> _Records to use_:
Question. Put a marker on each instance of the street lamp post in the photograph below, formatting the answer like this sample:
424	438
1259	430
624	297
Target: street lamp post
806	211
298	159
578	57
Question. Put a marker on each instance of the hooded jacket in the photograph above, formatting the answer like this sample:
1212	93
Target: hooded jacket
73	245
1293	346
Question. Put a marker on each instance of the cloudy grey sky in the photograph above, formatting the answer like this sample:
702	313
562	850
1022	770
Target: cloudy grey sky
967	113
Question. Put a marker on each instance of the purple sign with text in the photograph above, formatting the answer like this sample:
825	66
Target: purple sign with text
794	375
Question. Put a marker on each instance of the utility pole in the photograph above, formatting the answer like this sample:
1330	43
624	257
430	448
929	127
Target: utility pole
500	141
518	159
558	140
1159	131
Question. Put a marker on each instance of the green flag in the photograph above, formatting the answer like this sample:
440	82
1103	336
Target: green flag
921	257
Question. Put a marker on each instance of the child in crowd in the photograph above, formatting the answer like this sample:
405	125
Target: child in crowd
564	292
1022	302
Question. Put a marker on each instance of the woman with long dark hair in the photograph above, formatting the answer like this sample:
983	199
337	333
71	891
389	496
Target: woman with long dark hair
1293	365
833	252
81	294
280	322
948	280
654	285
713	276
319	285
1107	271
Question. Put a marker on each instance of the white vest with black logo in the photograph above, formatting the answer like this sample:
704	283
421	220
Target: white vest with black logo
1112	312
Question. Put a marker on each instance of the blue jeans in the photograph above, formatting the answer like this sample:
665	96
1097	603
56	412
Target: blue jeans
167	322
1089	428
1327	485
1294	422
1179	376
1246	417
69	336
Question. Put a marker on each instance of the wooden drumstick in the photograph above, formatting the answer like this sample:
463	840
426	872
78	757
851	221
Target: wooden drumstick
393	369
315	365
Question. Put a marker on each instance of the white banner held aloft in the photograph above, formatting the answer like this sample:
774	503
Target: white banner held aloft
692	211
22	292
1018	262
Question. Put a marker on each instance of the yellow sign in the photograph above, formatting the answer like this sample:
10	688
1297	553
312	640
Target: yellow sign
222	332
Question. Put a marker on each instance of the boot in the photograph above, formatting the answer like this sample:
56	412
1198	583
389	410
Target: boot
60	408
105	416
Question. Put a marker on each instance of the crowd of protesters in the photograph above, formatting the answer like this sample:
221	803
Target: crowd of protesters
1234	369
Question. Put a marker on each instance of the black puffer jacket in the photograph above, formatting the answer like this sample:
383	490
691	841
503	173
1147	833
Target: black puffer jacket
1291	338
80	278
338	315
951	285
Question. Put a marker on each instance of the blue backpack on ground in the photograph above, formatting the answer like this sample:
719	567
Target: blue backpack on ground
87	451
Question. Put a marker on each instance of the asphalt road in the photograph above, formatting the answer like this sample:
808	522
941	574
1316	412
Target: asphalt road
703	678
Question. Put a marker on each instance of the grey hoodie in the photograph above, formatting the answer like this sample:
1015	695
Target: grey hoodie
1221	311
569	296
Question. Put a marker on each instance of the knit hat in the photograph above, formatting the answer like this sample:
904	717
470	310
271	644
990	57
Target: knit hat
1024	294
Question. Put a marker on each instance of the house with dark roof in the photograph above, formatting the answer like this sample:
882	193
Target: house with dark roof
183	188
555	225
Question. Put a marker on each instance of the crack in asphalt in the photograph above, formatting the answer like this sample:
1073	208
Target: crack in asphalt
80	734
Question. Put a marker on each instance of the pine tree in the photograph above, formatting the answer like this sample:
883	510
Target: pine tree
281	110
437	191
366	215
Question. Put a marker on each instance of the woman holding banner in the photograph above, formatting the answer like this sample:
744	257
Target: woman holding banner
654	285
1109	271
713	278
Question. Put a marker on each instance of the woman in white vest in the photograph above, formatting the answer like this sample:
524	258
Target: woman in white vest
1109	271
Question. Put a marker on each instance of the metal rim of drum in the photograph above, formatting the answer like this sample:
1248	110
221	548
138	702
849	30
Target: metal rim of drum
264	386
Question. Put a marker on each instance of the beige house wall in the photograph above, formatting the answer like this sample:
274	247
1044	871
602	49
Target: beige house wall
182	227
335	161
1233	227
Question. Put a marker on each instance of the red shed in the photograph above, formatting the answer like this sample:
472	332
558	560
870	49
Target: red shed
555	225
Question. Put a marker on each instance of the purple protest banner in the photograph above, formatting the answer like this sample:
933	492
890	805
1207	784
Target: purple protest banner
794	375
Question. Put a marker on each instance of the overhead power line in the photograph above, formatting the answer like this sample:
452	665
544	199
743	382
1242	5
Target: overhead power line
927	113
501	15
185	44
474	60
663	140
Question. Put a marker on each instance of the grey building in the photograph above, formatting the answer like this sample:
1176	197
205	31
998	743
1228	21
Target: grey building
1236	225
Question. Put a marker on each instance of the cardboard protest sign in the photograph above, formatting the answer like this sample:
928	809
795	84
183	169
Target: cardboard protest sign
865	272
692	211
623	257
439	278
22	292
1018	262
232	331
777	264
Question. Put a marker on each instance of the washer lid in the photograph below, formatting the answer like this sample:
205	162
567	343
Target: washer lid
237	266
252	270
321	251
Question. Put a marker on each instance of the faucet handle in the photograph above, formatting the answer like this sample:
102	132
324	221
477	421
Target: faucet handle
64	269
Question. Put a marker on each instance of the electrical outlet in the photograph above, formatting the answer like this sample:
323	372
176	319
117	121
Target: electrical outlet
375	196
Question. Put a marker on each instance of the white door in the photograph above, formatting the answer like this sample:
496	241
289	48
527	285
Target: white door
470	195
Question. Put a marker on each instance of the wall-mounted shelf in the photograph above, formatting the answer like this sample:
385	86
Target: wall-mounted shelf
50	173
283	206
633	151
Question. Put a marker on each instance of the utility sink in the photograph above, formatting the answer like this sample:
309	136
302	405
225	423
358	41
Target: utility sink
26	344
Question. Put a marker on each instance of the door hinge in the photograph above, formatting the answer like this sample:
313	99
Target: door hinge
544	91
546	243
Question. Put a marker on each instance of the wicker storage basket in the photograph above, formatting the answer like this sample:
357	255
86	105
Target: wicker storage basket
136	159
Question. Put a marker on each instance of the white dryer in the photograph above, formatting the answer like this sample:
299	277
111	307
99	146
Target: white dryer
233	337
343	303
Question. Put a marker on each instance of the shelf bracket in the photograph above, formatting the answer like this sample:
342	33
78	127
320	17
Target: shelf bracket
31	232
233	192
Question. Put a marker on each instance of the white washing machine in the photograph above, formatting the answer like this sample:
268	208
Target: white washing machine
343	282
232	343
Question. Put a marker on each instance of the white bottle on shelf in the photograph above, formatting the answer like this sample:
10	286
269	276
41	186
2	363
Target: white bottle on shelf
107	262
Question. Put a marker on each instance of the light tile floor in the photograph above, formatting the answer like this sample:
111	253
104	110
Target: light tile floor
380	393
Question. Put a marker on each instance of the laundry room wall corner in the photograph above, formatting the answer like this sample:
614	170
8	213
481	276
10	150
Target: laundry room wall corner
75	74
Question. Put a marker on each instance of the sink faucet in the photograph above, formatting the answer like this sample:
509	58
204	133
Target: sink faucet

> _Work instructions_:
Copy every line of the material, please, keeping it exactly the same.

> _Solution to the exercise_:
Question. Put a marker on each instance of the street lamp post in the photograph below, formatting the answer like this sample:
424	438
1259	430
624	297
Target: street lamp post
806	211
298	159
578	57
Question. Put a marker on each instance of the hooded jacket in the photograph above, formatting the answer like this sample:
1212	93
Target: hooded jacket
73	245
1293	346
Question. Put a marker on each instance of the cloudy grey sky in the photograph above, formatting the answer like this sample:
702	313
562	850
1022	770
Target: cloudy grey sky
967	113
Question. Put a marker on each instance of the purple sign with text in the photograph above, formatting the answer like this sample:
825	66
Target: purple sign with text
794	375
Question. Put a marker on each instance of the utility pole in the photograph above, formatting the answer like this sample:
1330	43
624	257
430	448
929	127
Target: utility pole
500	141
518	159
558	140
1159	131
Question. Put a marker on each instance of the green flag in the photograph above, formatting the answer like this sample:
440	82
1103	336
Target: green flag
921	257
Question. Put a marker on each instance of the child in crowd in the photograph above, formatting the answer like this sample:
405	125
Target: child in crowd
564	292
1022	302
Question. Put a marker on each instance of the woman with long dark hair in the photograph above, formatting the answer like this sample:
983	199
337	333
71	891
389	496
Target: woman with long dark hair
1293	365
833	252
81	294
280	322
948	280
654	285
713	276
319	285
1107	271
Question. Put a marker on each instance of the white vest with black logo in the photograph above, formatting the answer like this sample:
704	283
421	220
Target: white vest with black logo
1112	312
Question. Put a marker on each instance of the blue jeans in the photograph above, formatting the answer like this sample:
665	96
1097	603
56	412
Target: blue jeans
167	322
1089	428
1327	485
1294	422
1179	376
1246	417
69	336
Question. Put a marker on each instance of the wooden drumstick in the photograph above, formatting the answer like this sample:
463	840
426	872
78	757
851	221
Target: wooden drumstick
393	369
315	365
Question. Put a marker on each instance of the white banner held aloft in the photograph above, formatting the answer like this sample:
774	503
Target: white banner held aloft
692	211
22	292
1018	262
Question. Put a marker on each instance of the yellow sign in the photograph above, formatting the answer like this sample:
10	688
1297	553
312	640
Target: yellow sign
222	332
Question. Put a marker on each instance of the boot in the photograph above, formatting the answer like this sample:
56	412
1198	583
389	410
Target: boot
60	408
105	416
Question. Put a marker on each instance of the crowd of protesters in the photograph above, formatting the answer like this sample:
221	803
Target: crowd of protesters
1234	369
Question. Put a marker on each instance of the black puffer jacket in the photograph above, formatting the answer like this sample:
383	490
691	841
503	173
1147	833
Target: black puffer jacket
1291	338
80	278
338	315
951	285
Question. Put a marker on each instance of the blue backpack on ground in the photograph above, formatting the answer like this sample:
719	567
Target: blue backpack on ground
87	451
Question. Put a marker on each instance of the asphalt road in the photograph above, formatting the answer like this sample:
808	522
941	574
1316	412
Target: asphalt road
703	678
Question. Put a marker on each instance of the grey hoodie in the photograph above, formatting the answer like this sample:
1015	695
Target: grey hoodie
1221	311
569	296
Question. Put a marker on each instance of the knit hat in the photograph above, formatting the answer like this sample:
904	717
470	310
271	644
990	57
Target: knit hat
1024	294
Question. Put a marker on each instance of the house with dark roof in the photograph above, formatting the answer like this sample:
882	193
Target: house with dark roof
183	188
555	225
Question. Put a marker on each instance of the crack in asphalt in the photograph above, formatting the answer like this sample:
1073	208
Target: crack in asphalt
80	734
Question. Put a marker on each instance of the pine tree in the photograph above, formatting the answer like this sample:
883	510
Target: pine tree
281	110
437	191
366	215
Question. Put a marker on each instance of the woman holding banner in the photograph above, formatting the answer like this sample:
744	257
Target: woman holding banner
654	285
1109	271
713	278
Question. Put a marker on each instance of the woman in white vest in the photograph above, formatting the answer like this sample:
524	258
Target: woman in white vest
1109	271
Question. Put a marker on each instance of the metal rim of drum in the photograph above, formatting the answer like this sample:
1248	110
221	548
138	702
849	30
Target: metal rim of drum
264	386
Question. Put a marker on each instance of the beige house wall in the photograph above, formatting the answer like this sample:
274	247
1044	871
602	49
Target: beige house wall
182	227
335	161
1233	227
Question. Put a marker on each instance of the red shed in the photograph above, formatting the answer like this sample:
472	332
558	560
870	49
Target: red shed
555	225
Question. Put a marker on each instance of the purple protest banner in the photograph above, formatting the answer like this sample:
933	492
890	805
1207	784
Target: purple protest banner
794	375
Question. Put a marker on each instance of the overhead power line in the photograph above, formatting the answer like this sample:
452	665
544	199
743	382
1242	5
Target: overhead power line
927	113
501	15
185	44
474	60
663	140
Question. Put a marker on each instance of the grey building in the photograph above, formatting the answer like this sample:
1176	197
205	31
998	743
1228	21
Target: grey building
1236	225
Question. Put a marker on each instance of the cardboard protest sign in the photograph above, formatting the answer like this sample:
928	809
795	84
183	169
Target: cardboard protest sign
865	272
692	211
623	257
439	278
22	292
1018	262
232	331
777	264
Question. Put a marker on each instance of the washer lid in the photograph below, formatting the answer like this sample:
205	162
567	343
Target: washer lid
237	266
252	270
321	251
Question. Put a marker on each instance of the faucet handle in the photograph above, formatting the answer like this sample:
102	132
324	221
477	421
Target: faucet handle
64	269
Question. Put a marker on each instance of the electrical outlet in the photograph above, formatting the answer like this sample:
323	372
176	319
117	121
Target: electrical outlet
375	196
Question. Put a marker on each instance of the white door in the photograph above, formatting the answer like this sample:
496	241
289	48
527	285
Target: white door
470	195
Question. Put a marker on each instance of the wall-mounted shelf in the photograph above, formatting the answer like this sample:
385	86
Target: wall-mounted shelf
50	173
283	206
633	151
Question. Put a marker on each instance of the utility sink in the photograph above, formatting the answer like this sample:
309	136
302	405
225	423
358	41
Target: utility sink
26	344
Question. Put a marker on each instance of the door hinge in the photograph above, formatting the answer like this sample:
313	99
Target: door hinge
544	91
546	243
Question. Put a marker on each instance of the wicker storage basket in the photograph above, formatting the answer like this sample:
357	255
86	105
Target: wicker storage basket
136	159
Question. Put a marker on each instance of the white dryer in the photograph above, formatting the answer like this sample:
299	277
111	307
99	146
Target: white dryer
233	337
343	303
Question. Put a marker on each instance of the shelf bracket in the photograph above, formatting the answer like this sample:
342	33
78	127
320	17
Target: shelf bracket
31	232
233	192
Question. Put a marker on each instance of the white washing machine in the photograph above, formatting the answer like this sample:
268	208
Target: white washing machine
343	282
232	343
Question. Put a marker on each instance of the white bottle on shelf in the photograph above, formatting the answer like this sample:
10	286
269	276
41	186
2	363
Target: white bottle on shelf
107	262
Question. Put a marker on each instance of the light tile floor in the photograph above, formatting the answer like this sample:
111	253
104	110
Target: light tile floor
380	393
Question. Put a marker on each instance of the laundry room wall corner in the photograph above, formatting the answer like this sample:
614	170
8	213
481	276
10	150
Target: laundry room wall corner
75	74
Question. Put a marker on each instance of the sink faucet in the photograph above, formatting the answer like this sample:
509	58
204	133
Target: sink faucet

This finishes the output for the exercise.